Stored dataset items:
........

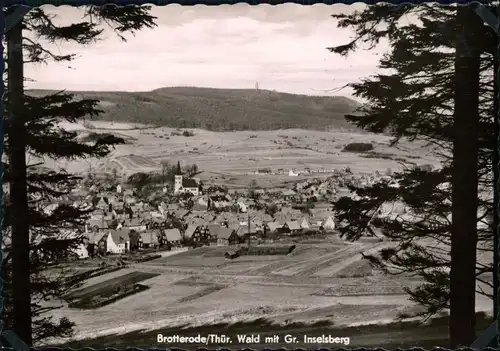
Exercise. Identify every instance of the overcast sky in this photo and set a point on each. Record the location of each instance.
(230, 46)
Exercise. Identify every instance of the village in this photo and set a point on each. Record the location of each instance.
(190, 214)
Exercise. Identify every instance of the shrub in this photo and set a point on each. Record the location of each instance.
(358, 147)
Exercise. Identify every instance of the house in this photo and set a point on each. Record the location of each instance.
(148, 240)
(273, 227)
(225, 236)
(245, 230)
(291, 227)
(288, 193)
(173, 237)
(186, 185)
(134, 239)
(197, 234)
(304, 223)
(219, 202)
(231, 255)
(116, 241)
(328, 223)
(137, 224)
(94, 243)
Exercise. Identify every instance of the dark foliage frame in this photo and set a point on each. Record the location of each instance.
(9, 337)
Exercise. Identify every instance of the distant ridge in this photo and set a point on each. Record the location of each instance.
(221, 109)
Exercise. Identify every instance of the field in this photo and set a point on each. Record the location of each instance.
(232, 158)
(325, 281)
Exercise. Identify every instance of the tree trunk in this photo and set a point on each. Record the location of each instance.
(18, 191)
(465, 178)
(496, 198)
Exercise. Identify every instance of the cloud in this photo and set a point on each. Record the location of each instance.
(233, 46)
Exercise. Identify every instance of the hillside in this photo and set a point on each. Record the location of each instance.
(221, 109)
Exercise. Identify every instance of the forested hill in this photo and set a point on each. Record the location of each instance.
(222, 109)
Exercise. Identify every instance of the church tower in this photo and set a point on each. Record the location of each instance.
(177, 184)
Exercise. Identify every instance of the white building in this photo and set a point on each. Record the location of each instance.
(183, 185)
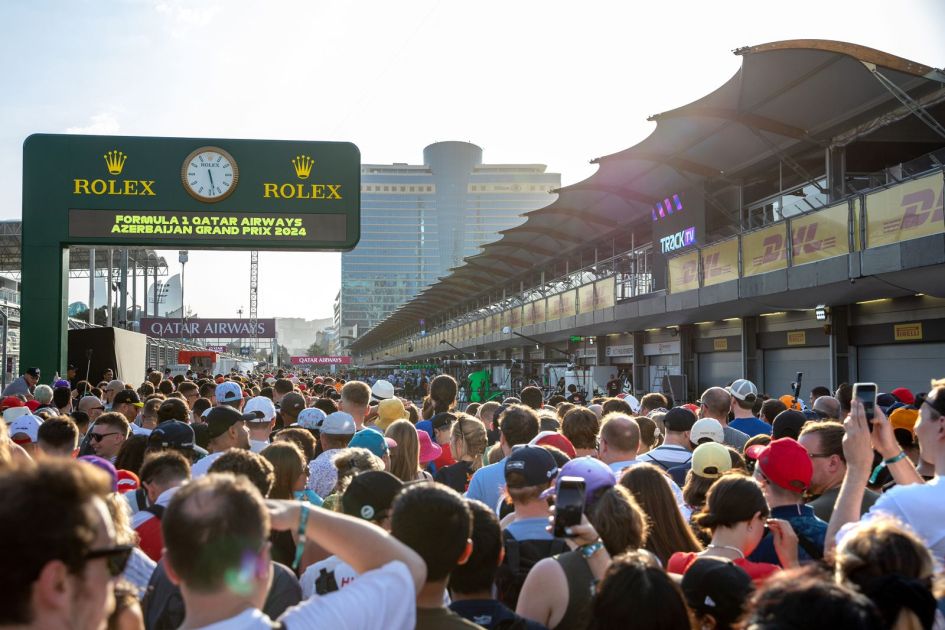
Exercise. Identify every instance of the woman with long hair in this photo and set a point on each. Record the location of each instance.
(736, 513)
(468, 442)
(405, 457)
(669, 532)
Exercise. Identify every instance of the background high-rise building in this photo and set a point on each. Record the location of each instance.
(418, 221)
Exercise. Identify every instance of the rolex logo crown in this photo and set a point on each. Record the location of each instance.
(115, 161)
(303, 166)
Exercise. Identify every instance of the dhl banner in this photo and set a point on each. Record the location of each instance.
(720, 262)
(515, 317)
(554, 307)
(586, 298)
(684, 272)
(906, 211)
(604, 293)
(569, 304)
(820, 235)
(764, 250)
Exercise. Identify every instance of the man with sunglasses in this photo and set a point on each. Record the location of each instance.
(108, 434)
(58, 546)
(915, 502)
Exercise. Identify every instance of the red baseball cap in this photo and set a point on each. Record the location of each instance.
(785, 463)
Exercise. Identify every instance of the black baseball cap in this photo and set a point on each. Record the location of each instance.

........

# Direction:
Copy the records starting at the line that contains "Exercise. Identify every instance of the red" and ending with the last line of the records, both included, and shift every point coordinate up by 101.

# Exercise response:
Exercise. Identify every instance of the red baseball cap in this photo and set a point on each. Record the location of each instance.
(886, 564)
Exercise. Identify every instance of the black baseball cap in this photo and set a point on each. Record the location of each instance.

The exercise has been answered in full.